● **文書抜粋**
◆ ◆ ◆ ◆ ◆ ◆ ◆

2022.04.27 行政情報
消費者庁、「ネット通販の食品表示ガイドブック(案)」を公表
通販サイトの食品表示を充実させるため、消費者庁は27日、「インターネット販売における食品表示の情報提供に関するガイドブック」(案)を公表した。5月26日までパブリックコメントを募集する。寄せられた意見を踏まえ、6月中に公表する計画だ。

ガイドブックは「参考ツール」の位置づけ
「賞味期限」「原材料名」「保存方法」などの表示ルールは、食品表示法の食品表示基準で定めているが、対象は容器包装上の表示に限定される。ネット上の表示についてはルールがないのが現状だ。このため、一部の表示事項しか記載していなかったり、容器包装の表示内容と異なっていたりする通販サイトも多い。
ネット通販で食品を購入する消費者の増加とともに、商品を適切に選択する上で一定の表示ルールを求める声が強まっている。そうした事情を踏まえ、消費者庁は2020年度から21年度にかけて、実証モデル構築事業や検討事業を実施。事業者団体などの意見を踏まえ、ガイドブックの策定を進めてきた。
ガイドブックは、ネット通販会社やネットスーパー事業者などが活用するツールの位置づけ。法的な拘束力はなく、消費者へ適切に情報提供できるように、参考にしてもらう考えだ。

◆ ◆ ◆ ◆ ◆ ◆ ◆

(コレクションから抜粋したエントリ)
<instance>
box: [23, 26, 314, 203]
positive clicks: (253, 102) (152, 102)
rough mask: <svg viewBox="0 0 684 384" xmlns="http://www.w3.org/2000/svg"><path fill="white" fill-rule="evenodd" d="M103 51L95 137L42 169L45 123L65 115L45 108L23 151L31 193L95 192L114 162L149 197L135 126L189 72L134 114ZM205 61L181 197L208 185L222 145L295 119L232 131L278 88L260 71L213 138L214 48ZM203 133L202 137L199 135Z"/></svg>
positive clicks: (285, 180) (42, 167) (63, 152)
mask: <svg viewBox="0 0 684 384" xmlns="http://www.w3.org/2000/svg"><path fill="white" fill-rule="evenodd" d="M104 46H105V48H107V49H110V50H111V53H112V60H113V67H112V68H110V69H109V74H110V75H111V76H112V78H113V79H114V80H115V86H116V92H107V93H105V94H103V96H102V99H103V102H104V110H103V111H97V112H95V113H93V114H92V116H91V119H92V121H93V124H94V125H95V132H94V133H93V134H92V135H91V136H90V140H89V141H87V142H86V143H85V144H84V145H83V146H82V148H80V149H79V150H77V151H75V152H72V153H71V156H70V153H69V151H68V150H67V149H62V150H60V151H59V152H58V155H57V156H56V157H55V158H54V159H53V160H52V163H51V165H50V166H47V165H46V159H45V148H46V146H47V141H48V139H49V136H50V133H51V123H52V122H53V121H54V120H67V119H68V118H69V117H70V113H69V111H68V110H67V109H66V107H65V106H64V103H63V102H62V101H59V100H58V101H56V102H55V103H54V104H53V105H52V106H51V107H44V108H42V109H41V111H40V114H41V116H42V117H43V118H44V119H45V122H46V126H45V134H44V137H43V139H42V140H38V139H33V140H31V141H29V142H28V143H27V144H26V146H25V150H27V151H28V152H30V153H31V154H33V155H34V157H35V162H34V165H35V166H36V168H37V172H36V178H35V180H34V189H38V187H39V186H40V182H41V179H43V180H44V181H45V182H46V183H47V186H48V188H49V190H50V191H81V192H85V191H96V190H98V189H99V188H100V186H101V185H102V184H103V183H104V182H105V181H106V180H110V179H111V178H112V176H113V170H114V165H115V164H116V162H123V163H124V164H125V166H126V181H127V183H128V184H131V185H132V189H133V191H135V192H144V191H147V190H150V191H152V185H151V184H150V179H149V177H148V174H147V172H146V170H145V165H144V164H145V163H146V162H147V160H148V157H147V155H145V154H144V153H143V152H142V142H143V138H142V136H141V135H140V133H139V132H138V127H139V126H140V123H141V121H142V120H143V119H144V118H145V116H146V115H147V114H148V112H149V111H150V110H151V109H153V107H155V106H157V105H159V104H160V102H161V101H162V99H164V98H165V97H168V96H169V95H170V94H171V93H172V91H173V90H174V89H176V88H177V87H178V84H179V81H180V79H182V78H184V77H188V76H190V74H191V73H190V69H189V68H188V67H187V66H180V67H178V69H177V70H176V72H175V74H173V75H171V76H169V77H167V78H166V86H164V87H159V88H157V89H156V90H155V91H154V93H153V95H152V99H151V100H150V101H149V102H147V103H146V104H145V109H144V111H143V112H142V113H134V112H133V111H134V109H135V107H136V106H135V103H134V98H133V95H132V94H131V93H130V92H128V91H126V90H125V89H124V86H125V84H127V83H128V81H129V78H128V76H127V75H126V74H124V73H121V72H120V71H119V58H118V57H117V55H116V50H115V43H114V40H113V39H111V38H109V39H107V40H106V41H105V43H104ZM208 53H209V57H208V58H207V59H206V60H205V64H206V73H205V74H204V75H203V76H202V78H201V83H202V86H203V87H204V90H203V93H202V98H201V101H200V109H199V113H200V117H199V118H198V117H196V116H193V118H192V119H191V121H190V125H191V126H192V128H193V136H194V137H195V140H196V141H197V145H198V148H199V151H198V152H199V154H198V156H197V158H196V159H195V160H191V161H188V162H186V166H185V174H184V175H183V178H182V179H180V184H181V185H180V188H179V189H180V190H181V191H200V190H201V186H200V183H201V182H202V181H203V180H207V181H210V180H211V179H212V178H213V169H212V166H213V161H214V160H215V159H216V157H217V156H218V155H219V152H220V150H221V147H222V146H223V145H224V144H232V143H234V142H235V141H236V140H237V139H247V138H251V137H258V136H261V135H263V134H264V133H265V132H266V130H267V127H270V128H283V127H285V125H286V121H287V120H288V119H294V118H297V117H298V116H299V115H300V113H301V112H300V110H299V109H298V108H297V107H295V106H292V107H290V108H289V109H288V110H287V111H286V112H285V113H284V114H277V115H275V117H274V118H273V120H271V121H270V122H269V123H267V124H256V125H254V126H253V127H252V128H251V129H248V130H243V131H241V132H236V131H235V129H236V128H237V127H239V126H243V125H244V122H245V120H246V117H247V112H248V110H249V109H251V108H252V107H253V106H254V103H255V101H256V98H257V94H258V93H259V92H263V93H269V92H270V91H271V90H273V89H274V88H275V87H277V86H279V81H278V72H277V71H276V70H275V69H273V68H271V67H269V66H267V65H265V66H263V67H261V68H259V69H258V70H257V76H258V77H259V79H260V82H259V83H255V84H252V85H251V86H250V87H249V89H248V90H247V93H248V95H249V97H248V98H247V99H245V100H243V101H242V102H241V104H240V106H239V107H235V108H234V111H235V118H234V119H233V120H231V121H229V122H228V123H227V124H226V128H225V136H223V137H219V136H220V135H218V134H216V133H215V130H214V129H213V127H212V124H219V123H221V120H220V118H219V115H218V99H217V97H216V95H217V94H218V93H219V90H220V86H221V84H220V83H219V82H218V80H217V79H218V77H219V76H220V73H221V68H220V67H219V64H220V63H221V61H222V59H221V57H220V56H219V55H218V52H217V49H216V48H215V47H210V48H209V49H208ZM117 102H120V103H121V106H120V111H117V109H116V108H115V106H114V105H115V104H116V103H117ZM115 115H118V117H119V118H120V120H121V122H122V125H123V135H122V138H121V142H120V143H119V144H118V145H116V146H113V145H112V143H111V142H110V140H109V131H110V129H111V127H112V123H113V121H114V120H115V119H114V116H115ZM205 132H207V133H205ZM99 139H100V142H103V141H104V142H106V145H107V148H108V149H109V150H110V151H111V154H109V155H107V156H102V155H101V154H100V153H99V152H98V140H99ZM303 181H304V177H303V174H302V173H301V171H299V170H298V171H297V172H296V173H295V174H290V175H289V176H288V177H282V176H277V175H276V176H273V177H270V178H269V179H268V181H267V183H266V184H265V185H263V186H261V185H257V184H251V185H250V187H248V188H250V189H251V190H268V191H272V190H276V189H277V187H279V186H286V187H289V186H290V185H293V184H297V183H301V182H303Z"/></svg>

◆ ◆ ◆ ◆ ◆ ◆ ◆

● **課題 1**
食品表示の記事によると、パブリックコメントはいつまで募集されますか。
● **課題 2**
食品表示の記事にある「ネット上の表示についてはルールがないのが現状だ。」という文を英語に訳してください。
● **課題 3**
食品表示の記事の最後の文を引き継いで、続きを書いてください。
エントリは食品表示の記事とは別の資料です。

● **課題の解答 1**
5月26日までです。

● **課題の解答 2**
Currently, there are no rules for labeling on the internet.

● **課題の解答 3**
消費者庁では今後、国際ルールを検討している国連のコーデックス委員会の動向をにらみながら、ガイドブックを見直すと説明している。
「インターネット販売における食品表示の情報提供に関するガイドブック」(案)より抜粋
「期限残表示」を推奨
ガイドブック(案)は、「期限表示」「アレルギー表示」「原料原産地表示」など各項目について、適切な販売サイト上の表示方法を示している。
「賞味・消費期限」の情報は、ネット通販の場合、発注から配送までにタイムラグが生じたり、複数の製造ロットの商品が混在したりするため、具体的な年月日の表示は現実的でないという。
ガイドブック(案)では、「到着日から〇日」「出荷日から〇日」といった「期限残表示」を推奨。これが困難なケースや、期限の長い商品については、「製造日から180日」「賞味期限:180日」といった「期間表示」なども選択肢に挙げた。
「アレルギー表示」などは見やすさの工夫も
「アレルギー表示」については容器包装のルールと同様に、原材料名欄にある個々の原材料の直後に記載することを原則とした。その上で、独立したアレルゲンの表示欄を設けたり、食材のイラストを用いて表示したりすれば、消費者にとってわかりやすいと指摘している。
「原材料名」は、容器包装のように「原料原産地名」や「食品添加物」なども一括して記載するほか、各項目を分けて記載する方法も提言している。